Page text:
We underwrite a variety of relatively non-correlated specialty insurance products, including property and casualty, accident and health, surety and credit product lines. We market our insurance products through a network of independent agents and brokers, managing general agents and directly to consumers. In addition, we assume insurance written by other insurance companies. We manage our businesses through five insurance underwriting segments and our Investing segment. Our insurance underwriting segments are U.S. Property & Casualty, Professional Liability, Accident & Health, U.S. Surety & Credit and International.
Our business philosophy is to maximize underwriting profit while managing risk. We concentrate our insurance writings in selected specialty lines of business in which we believe we can achieve meaningful underwriting profit. We also rely on our experienced underwriting personnel and our access to and expertise in the reinsurance marketplace to limit or reduce risk. Our business plan is shaped by our underlying business philosophy. As a result, our primary objective is to maximize net earnings and grow book value per share, rather than to grow gross written premium or our market share.
Our major domestic and international insurance companies have financial strength ratings of AA (Very Strong) from Standard & Poor's Corporation, A+ (Superior) from A.M. Best Company, Inc., AA (Very Strong) from Fitch Ratings and A1 (Good Security) from Moody's Investors Service, Inc.
Key facts about our consolidated group as of and for the six months and quarter ended June 30, 2012 were as follows:
• We had consolidated shareholders' equity of $3.3 billion, with a book value per share of $33.19.
• We generated year-to-date net earnings of $176.1 million, or $1.71 per diluted share. Our second quarter earnings were $93.5 million, or $0.92 per diluted share.
• We produced total revenue of $1.2 billion and $632.3 million in the first six months and second quarter, respectively. In the first six months, 90% related to net earned premium and 9% related to net investment income.
• In the first six months, we recognized $12.3 million of net catastrophe losses - $4.0 million in our U.S. Property & Casualty segment from storms in the United States and $8.3 million in our International segment from other small catastrophes. The second quarter included net catastrophe losses of $4.7 million.

Material provided:
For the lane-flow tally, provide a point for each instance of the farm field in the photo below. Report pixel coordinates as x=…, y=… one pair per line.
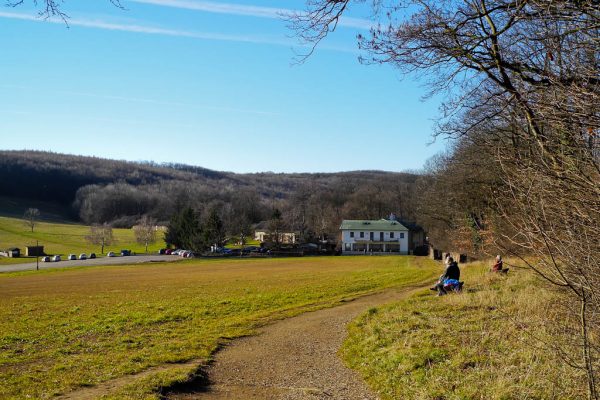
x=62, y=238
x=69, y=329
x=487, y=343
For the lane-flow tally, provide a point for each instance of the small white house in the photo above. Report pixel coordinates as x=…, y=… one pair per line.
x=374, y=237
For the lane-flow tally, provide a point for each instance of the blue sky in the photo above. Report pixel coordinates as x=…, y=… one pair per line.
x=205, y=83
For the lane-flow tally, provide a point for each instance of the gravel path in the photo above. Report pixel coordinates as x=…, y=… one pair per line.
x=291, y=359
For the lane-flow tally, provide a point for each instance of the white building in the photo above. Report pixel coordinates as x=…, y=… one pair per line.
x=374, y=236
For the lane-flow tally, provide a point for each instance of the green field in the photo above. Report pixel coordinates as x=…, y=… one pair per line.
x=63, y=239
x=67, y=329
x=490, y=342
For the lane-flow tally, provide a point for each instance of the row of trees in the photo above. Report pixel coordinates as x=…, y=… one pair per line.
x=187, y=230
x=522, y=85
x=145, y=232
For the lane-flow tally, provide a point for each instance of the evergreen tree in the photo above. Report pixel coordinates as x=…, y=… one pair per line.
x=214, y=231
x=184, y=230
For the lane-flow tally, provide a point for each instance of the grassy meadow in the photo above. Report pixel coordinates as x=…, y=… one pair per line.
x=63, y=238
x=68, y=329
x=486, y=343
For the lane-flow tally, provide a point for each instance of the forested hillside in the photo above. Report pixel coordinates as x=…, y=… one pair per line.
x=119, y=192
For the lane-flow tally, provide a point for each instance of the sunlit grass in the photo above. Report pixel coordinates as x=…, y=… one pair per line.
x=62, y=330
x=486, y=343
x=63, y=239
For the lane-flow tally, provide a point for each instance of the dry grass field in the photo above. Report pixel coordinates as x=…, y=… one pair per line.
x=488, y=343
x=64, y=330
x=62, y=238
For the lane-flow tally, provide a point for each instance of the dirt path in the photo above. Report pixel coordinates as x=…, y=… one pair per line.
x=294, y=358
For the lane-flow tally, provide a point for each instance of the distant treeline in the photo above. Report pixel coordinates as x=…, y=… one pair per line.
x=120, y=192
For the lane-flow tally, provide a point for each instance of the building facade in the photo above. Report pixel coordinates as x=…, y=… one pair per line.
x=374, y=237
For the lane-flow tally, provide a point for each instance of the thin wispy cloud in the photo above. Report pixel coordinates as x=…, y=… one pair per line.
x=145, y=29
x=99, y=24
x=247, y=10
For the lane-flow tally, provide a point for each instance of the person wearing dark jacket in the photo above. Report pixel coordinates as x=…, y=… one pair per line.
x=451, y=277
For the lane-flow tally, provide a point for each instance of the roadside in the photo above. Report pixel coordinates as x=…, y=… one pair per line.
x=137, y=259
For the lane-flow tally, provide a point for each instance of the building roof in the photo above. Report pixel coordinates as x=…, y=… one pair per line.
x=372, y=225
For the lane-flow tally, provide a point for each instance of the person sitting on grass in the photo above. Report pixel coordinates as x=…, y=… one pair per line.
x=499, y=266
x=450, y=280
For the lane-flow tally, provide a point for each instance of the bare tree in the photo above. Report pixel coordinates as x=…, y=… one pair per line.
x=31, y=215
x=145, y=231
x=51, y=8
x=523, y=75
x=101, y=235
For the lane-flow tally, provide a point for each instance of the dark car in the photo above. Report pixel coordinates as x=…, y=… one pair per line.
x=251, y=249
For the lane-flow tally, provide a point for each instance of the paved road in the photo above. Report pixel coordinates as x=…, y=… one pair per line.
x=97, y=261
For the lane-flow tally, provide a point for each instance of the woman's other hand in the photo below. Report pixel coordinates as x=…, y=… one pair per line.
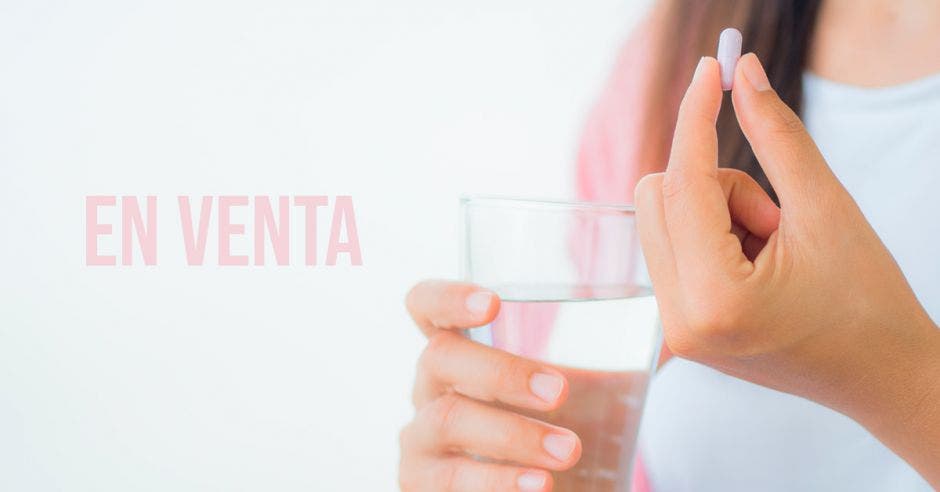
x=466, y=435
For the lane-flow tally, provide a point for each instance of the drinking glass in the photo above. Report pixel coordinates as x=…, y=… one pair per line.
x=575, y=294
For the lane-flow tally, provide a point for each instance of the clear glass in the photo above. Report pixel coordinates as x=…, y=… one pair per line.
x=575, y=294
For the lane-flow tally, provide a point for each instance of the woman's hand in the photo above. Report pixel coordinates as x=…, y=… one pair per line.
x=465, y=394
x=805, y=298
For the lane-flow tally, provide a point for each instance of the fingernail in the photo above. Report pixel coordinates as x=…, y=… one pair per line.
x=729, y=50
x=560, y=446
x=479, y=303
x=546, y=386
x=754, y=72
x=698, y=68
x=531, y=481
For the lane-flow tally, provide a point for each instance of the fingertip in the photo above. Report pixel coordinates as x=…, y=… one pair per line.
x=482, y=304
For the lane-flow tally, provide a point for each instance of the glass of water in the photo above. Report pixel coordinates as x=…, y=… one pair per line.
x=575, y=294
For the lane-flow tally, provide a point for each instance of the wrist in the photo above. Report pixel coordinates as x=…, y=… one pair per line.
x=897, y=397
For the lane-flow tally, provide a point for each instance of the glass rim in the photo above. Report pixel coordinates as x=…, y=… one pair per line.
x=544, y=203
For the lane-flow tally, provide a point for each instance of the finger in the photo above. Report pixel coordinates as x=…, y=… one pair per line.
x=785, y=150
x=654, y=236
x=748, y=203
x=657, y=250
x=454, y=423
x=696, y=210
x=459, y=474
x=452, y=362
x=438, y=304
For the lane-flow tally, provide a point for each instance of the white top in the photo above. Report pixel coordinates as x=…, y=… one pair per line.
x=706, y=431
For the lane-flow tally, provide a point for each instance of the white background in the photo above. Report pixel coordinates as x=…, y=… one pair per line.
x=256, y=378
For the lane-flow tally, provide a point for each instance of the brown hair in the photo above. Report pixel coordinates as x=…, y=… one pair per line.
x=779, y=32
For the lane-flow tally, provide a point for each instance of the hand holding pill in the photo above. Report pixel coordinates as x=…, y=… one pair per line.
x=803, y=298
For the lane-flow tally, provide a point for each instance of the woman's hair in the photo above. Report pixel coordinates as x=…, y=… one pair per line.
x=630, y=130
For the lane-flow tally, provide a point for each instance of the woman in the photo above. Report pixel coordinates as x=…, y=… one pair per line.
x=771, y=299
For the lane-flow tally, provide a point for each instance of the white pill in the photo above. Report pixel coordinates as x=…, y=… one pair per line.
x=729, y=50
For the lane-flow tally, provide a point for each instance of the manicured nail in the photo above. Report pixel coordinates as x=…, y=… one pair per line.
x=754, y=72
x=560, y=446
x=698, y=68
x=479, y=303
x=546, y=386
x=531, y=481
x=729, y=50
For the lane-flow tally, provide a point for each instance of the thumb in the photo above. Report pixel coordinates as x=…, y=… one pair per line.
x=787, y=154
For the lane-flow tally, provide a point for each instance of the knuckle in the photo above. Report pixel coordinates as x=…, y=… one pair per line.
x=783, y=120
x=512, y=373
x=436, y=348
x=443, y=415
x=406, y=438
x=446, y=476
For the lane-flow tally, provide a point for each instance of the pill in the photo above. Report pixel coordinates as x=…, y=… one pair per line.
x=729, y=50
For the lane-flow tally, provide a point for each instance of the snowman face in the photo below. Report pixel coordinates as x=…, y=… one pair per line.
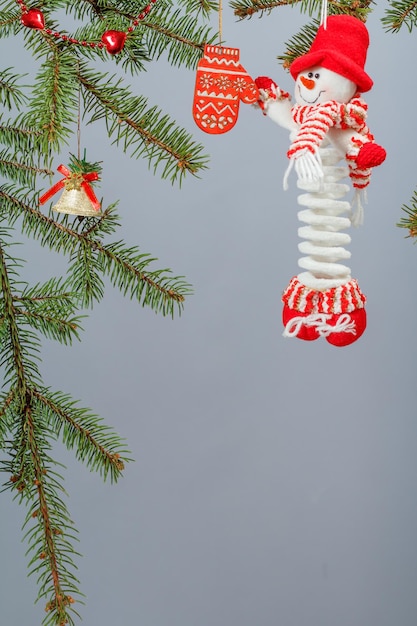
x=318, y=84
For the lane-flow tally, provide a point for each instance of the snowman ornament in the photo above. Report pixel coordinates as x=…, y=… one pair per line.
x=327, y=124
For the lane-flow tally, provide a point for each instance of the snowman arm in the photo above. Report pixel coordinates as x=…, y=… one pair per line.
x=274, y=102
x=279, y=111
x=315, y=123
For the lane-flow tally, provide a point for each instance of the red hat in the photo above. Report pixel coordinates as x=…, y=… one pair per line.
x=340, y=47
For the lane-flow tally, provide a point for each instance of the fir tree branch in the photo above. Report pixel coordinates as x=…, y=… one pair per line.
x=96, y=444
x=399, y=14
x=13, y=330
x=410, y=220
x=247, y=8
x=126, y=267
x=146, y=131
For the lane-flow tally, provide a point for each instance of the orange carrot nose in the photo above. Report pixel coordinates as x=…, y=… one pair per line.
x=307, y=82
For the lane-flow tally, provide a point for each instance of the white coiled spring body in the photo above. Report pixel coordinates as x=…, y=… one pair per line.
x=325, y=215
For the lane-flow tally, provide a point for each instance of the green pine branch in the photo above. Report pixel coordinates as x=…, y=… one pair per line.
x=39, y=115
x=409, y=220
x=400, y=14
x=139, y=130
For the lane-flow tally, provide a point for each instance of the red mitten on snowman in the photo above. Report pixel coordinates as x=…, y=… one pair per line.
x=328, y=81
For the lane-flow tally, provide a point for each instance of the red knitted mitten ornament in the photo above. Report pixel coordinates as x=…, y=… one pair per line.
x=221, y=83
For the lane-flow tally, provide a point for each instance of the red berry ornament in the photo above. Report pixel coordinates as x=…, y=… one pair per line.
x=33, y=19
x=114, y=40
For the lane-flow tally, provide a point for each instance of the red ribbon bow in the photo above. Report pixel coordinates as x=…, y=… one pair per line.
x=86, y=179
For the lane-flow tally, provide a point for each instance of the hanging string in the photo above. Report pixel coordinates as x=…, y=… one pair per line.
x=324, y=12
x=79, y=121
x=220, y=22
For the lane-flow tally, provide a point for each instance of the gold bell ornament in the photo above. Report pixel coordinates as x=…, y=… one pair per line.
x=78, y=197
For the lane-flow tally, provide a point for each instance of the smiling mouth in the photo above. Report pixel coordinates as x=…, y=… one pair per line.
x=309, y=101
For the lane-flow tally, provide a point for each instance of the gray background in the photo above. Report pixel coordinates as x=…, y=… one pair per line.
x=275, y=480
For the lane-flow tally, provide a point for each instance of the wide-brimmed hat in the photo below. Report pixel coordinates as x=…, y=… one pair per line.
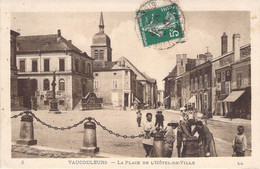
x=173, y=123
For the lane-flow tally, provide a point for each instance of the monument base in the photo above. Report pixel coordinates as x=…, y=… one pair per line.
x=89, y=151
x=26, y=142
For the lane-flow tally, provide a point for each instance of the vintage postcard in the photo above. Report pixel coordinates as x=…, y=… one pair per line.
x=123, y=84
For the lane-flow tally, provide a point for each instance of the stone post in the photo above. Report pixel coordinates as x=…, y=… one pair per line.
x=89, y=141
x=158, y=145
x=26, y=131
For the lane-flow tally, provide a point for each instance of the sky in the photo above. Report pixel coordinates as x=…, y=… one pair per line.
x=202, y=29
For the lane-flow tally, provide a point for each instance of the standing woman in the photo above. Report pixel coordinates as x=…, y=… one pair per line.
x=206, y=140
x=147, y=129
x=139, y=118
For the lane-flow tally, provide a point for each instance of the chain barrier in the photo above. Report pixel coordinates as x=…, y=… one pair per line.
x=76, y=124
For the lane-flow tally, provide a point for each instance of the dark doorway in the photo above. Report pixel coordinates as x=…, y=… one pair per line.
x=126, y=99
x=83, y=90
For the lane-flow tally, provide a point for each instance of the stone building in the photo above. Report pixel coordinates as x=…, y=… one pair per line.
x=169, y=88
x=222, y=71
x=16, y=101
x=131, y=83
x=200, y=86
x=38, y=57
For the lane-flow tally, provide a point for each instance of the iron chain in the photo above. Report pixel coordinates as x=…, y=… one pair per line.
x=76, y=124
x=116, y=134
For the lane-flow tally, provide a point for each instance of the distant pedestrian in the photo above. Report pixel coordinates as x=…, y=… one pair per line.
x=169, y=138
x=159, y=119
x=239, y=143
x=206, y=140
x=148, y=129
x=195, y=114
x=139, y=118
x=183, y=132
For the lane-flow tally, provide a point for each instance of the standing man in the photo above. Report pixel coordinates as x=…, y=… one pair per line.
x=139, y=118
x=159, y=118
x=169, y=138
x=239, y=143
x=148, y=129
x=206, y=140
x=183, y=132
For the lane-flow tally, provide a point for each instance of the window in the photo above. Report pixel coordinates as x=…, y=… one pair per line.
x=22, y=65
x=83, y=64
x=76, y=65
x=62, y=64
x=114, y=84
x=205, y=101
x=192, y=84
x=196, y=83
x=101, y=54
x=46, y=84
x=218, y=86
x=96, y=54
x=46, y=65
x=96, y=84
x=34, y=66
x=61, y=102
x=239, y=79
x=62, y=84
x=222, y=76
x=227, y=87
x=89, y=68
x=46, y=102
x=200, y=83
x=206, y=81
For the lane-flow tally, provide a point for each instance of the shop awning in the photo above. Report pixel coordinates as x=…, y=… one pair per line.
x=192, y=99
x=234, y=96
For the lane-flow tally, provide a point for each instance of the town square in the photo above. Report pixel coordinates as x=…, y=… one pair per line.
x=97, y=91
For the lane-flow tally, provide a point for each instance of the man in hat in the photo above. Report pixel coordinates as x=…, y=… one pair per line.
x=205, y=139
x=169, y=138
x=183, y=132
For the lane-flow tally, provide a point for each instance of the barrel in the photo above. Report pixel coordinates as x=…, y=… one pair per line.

Task brief: Can you reproduce word for word the part of the specialty insurance text starting at "Our major domestic" and ending at "Investors Service, Inc."?

Exercise response:
Our major domestic and international insurance companies have financial strength ratings of AA (Very Strong) from Standard & Poor's Corporation, A+ (Superior) from A.M. Best Company, Inc., AA (Very Strong) from Fitch Ratings and A1 (Good Security) from Moody's Investors Service, Inc.